Revise the entries from the first line through the line containing "[[[451,101],[451,132],[465,132],[465,101],[461,98],[454,98]]]", replacing "tall window" with "narrow window" and leaving everything else unchanged.

# Exercise material start

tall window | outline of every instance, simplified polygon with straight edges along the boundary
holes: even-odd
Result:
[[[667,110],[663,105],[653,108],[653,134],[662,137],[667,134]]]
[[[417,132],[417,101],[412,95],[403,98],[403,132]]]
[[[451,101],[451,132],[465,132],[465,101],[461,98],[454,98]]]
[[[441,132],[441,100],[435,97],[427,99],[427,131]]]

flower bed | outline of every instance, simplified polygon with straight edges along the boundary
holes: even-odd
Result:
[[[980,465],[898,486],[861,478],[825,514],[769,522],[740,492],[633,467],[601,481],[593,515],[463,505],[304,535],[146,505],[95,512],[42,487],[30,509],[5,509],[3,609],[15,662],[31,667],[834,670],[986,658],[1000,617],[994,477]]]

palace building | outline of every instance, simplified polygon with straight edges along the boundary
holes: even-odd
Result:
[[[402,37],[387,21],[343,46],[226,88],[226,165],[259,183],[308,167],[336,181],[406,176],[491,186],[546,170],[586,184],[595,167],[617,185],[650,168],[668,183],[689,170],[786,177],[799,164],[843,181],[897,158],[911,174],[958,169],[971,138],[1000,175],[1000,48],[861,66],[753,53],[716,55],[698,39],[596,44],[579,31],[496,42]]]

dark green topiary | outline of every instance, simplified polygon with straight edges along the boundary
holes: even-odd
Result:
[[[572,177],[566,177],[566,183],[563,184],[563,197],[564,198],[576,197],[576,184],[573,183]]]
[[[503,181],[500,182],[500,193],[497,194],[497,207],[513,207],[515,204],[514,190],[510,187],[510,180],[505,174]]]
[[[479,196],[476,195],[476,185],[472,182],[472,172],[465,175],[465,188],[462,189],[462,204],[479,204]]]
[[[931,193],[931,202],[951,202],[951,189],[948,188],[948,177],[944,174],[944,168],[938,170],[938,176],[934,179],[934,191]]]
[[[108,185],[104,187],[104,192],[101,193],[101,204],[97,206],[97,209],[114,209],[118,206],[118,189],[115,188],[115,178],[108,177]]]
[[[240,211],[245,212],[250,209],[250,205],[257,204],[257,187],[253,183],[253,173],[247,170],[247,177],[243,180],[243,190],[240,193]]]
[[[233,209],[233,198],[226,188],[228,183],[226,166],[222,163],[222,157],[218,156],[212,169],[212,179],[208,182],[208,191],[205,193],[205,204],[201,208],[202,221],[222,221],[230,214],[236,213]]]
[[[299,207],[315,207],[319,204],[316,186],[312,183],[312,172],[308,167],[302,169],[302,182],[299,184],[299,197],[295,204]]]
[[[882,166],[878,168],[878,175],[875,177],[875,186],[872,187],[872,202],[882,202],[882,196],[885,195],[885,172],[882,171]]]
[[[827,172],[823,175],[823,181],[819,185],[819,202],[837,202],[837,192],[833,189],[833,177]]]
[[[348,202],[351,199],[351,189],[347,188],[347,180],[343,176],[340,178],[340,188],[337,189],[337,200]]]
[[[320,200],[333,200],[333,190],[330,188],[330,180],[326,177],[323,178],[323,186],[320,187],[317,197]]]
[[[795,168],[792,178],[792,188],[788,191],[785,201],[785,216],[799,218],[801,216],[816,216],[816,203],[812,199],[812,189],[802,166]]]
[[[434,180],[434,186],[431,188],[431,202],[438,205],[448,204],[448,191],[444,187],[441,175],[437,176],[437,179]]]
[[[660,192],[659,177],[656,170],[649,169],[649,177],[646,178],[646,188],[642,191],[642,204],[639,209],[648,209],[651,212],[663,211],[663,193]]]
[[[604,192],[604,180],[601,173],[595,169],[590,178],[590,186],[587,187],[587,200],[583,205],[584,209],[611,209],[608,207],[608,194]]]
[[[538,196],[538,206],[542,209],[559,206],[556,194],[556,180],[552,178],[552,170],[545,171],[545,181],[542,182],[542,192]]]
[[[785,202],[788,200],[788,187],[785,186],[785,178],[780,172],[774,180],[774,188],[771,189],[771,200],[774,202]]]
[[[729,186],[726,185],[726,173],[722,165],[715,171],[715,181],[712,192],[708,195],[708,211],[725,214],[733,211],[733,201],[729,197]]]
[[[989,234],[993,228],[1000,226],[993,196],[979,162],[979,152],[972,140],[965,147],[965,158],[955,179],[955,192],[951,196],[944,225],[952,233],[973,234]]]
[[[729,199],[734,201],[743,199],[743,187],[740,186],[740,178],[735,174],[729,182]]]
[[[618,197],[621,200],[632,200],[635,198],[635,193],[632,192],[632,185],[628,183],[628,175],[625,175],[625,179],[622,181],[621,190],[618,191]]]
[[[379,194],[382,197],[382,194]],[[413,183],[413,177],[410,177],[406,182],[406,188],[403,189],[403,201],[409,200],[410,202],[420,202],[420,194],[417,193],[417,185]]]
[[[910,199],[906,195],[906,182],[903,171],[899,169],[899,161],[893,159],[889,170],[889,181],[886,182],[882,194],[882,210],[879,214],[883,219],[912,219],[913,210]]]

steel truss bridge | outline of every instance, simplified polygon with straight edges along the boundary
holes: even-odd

# Exercise material end

» Worked answer:
narrow window | outline of every instance, simplified polygon with straight edges along the boundary
holes: even-odd
Result:
[[[667,110],[663,105],[653,108],[653,134],[662,137],[667,134]]]
[[[417,132],[417,101],[412,95],[403,98],[403,132]]]
[[[451,101],[451,132],[465,132],[465,101],[461,98],[454,98]]]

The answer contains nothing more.